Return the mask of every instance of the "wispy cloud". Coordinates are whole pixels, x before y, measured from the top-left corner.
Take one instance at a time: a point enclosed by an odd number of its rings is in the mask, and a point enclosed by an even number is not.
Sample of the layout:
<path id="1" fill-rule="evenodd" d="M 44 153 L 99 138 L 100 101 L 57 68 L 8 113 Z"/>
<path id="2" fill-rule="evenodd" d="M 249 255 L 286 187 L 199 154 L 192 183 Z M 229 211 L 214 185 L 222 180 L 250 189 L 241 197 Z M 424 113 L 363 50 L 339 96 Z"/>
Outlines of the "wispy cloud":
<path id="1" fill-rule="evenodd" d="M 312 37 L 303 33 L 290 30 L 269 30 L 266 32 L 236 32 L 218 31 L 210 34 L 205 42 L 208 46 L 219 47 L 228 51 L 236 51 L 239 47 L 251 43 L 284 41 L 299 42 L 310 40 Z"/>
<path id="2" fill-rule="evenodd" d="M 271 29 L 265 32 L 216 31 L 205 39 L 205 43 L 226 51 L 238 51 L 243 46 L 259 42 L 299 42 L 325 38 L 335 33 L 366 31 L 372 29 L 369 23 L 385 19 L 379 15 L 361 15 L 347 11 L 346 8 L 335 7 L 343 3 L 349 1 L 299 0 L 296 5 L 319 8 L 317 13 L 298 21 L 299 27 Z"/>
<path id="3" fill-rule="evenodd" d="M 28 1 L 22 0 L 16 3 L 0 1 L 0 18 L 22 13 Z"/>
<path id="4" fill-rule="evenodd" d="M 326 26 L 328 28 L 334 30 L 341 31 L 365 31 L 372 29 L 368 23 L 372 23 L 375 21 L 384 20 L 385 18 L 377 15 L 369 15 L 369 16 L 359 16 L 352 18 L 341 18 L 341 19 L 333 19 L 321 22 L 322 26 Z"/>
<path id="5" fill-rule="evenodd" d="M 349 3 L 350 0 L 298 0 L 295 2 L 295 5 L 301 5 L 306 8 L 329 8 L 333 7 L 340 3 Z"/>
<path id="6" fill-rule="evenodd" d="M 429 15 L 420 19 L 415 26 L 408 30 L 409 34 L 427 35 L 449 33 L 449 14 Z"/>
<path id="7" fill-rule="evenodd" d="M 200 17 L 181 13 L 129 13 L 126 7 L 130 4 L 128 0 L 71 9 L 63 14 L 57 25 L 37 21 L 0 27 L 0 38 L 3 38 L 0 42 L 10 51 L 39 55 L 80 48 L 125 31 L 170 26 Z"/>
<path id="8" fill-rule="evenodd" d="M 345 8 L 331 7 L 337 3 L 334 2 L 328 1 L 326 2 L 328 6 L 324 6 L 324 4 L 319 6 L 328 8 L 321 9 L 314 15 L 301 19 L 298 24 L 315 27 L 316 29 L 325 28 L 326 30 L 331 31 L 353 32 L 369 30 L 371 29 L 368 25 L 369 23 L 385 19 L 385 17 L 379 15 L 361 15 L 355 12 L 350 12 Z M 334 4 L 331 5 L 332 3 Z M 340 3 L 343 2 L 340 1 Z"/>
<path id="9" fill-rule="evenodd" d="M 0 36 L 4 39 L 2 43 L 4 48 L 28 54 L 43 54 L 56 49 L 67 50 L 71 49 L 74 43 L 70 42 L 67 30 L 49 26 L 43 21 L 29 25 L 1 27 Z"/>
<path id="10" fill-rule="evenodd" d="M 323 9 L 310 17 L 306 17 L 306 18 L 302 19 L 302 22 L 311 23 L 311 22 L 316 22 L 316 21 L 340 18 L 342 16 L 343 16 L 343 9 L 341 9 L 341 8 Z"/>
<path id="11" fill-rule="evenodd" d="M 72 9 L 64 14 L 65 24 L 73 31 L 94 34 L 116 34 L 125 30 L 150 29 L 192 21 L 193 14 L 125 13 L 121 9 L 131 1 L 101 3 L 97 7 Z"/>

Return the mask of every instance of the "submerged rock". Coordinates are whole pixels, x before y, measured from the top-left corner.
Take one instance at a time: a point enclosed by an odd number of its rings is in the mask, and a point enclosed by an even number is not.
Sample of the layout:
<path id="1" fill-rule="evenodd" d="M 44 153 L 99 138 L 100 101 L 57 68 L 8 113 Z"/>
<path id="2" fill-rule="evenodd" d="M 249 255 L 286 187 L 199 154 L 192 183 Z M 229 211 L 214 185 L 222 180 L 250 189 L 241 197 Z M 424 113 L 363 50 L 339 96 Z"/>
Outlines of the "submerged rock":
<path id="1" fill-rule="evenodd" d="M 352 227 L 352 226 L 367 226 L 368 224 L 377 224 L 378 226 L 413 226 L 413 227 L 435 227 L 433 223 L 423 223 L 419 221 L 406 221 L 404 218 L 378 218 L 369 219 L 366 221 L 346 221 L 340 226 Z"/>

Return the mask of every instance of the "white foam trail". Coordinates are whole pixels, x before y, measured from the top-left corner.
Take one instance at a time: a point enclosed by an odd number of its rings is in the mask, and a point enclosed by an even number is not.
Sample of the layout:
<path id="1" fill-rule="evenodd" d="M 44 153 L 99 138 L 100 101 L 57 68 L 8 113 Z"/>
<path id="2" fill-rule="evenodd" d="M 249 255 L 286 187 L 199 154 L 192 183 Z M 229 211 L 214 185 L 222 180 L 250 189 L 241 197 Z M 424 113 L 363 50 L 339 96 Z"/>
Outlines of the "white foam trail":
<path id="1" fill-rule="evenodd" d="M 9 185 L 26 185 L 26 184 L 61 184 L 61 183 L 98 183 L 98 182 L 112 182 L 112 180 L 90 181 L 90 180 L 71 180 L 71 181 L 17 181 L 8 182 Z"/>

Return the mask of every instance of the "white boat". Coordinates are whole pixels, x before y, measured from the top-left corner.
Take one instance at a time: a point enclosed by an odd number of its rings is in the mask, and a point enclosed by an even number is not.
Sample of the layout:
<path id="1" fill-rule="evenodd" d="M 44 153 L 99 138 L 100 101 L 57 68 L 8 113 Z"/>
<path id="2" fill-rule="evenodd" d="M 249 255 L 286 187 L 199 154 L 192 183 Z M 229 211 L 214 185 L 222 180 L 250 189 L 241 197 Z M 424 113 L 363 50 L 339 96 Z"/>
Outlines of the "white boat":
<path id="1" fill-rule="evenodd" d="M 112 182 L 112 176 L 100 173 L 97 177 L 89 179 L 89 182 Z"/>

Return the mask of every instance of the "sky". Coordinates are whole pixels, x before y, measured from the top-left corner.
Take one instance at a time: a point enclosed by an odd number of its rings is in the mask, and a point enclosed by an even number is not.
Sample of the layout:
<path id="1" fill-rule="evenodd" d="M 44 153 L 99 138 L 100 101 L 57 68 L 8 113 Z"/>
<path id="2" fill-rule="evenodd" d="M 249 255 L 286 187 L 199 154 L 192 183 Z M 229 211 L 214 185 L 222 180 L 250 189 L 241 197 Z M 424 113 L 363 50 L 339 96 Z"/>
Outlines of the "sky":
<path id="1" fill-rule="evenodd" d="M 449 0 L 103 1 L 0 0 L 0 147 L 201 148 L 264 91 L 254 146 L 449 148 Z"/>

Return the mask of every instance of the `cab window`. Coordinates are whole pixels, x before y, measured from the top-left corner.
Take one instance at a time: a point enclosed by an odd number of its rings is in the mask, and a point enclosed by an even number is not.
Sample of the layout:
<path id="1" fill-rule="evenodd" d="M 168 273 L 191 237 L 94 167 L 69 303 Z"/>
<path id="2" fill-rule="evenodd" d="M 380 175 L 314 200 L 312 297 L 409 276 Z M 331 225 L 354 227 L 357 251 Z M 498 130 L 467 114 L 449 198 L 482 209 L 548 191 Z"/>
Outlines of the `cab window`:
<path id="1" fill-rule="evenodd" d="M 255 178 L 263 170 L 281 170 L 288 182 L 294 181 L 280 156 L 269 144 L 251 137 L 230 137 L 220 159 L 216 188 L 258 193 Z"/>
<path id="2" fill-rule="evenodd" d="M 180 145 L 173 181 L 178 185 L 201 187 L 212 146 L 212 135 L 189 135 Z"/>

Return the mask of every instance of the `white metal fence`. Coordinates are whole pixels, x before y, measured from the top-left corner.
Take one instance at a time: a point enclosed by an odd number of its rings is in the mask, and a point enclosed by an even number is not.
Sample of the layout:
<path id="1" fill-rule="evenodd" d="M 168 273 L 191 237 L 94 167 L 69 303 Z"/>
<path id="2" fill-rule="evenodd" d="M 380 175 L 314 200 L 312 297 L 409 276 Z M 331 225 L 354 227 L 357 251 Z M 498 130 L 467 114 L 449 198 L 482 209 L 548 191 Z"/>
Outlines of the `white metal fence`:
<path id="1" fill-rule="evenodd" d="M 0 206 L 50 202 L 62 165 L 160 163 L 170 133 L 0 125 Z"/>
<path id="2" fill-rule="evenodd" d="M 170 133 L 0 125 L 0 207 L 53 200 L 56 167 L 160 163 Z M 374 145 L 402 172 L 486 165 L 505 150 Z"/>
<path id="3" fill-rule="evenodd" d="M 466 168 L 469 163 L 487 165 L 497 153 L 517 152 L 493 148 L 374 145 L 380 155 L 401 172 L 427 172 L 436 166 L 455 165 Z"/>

### EXERCISE DESCRIPTION
Determine which lines above include the word "whole", and report those lines in full.

### REPLY
Return the mask of every instance of the "wispy cloud". Coordinates are whole pixels, x before y, measured from the top-left corner.
Return the mask of every instance of the "submerged rock". Coordinates are whole pixels, x before y, measured from the top-left corner.
Return the mask of every instance of the "white foam trail". Coordinates are whole pixels, x before y, measured from the top-left corner.
Return the mask of every instance of the "white boat". Coordinates are whole pixels, x before y, measured from the top-left corner.
Return the mask of every instance of the "sky". Coordinates are whole pixels, x before y, measured from the top-left corner.
Return the mask of every instance of the `cab window`. Coordinates are whole pixels, x before y, measured from the top-left corner.
Return the mask of every instance of the `white metal fence`. Coordinates are whole pixels, x before y, measured from the top-left corner.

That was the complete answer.